WHAT YOU SHOULD DO - Copy out each line of the items below word for word, omitting the pictures.

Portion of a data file
---------------

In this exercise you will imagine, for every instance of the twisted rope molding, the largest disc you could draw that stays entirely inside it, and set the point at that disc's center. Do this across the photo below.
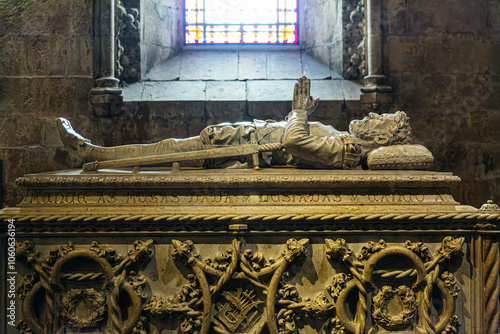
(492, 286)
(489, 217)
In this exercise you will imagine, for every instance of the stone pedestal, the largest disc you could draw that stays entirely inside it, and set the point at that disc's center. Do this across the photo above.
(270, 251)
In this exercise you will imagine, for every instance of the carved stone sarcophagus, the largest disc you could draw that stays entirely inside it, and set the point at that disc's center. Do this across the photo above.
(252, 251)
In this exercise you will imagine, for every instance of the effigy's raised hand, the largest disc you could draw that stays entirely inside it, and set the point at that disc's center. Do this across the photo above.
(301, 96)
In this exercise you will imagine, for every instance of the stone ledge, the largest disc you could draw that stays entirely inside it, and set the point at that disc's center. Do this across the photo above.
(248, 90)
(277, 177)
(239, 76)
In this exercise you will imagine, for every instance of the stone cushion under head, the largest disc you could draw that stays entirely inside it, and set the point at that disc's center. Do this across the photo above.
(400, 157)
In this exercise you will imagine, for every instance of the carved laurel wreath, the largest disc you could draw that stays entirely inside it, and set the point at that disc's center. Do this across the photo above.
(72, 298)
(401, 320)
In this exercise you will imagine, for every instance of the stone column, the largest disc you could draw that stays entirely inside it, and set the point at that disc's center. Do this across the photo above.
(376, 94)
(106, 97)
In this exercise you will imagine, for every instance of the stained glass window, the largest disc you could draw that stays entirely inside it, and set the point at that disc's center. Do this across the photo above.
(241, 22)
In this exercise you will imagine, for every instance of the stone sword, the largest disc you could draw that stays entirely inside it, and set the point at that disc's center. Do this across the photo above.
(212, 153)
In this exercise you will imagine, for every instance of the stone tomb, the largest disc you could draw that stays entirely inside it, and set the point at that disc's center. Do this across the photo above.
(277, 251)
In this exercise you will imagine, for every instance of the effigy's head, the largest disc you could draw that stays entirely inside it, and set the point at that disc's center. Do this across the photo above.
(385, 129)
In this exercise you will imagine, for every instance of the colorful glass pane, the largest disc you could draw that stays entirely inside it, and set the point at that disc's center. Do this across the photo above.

---------------

WORKED ANSWER -
In this exercise you will imagine, for every instance of the twisted rope molding, the largest disc you could draw that stays entirely inside it, and set the point at that disc's center. Do this across the photo below.
(492, 286)
(489, 217)
In this exercise you will imagine, for every instance of the stone pedestal, the largest disc you could draw that stays entirely inside it, and set the point at that disc's center. Do this across the photo above.
(270, 251)
In this exercise you will imagine, for every instance of the carved stone sarcophagus, the largest disc you could draw that stays entirely inside it, and set the point at that disc's center. Do this across the photo above.
(252, 251)
In this exercise you will imagine, for every instance of the effigy's raised hand, the largest disc you could draw that stays entirely inside it, and set the point at that disc's center. Do this across the photo above.
(301, 96)
In this exercise you will imagine, for every instance of the stone ledge, the largest disc you could draw that stays entirely inside it, and set the point at that disc's center. Do this across the photo above.
(248, 90)
(277, 177)
(239, 76)
In this exercise you will imagine, for every instance of the stone cushion under head, the largest disc you could draw that stays entirely inside it, and set the point at that disc's center. Do this across the photo above.
(400, 157)
In this exercise you will imagine, for every instance of the carved laurel wreath, the largest disc you could draw that stays entirely inside it, and set the point at that disc's center. Do this across the photo above.
(72, 298)
(401, 320)
In this exercise you will imagine, for every instance of the stone column, the largest disc you could draw that stays entirely inside it, and set the point at that disc's center. Do this across the photo above.
(376, 94)
(106, 97)
In this exercise you will imagine, for every instance of the stained glass window, the largest disc you could draw that stays entirely inside it, and set the point at that disc's center. Do this across the photo above.
(241, 22)
In this exercise you will imagine, for every instance of the stone sword, the largest disc you could draw that stays entirely inside it, and set the point at that disc's center. Do this across the photo above.
(212, 153)
In this exercise you will imagine, for every instance of the stone tomb, the largest disc you could draw that stays entirely inside it, and set the point at that disc's center. Do this across the photo above.
(277, 251)
In this exercise you will imagine, for every instance of the effigy's head, the largest disc you could draw that stays entirely inside it, and set the point at that disc's center. Do this across the photo above.
(385, 129)
In this exercise you will imagine, for every instance of the colorful glass pane, the largest disc you could draw that stays entirely inside it, and set the point at that disc's center. Do this across the photo above.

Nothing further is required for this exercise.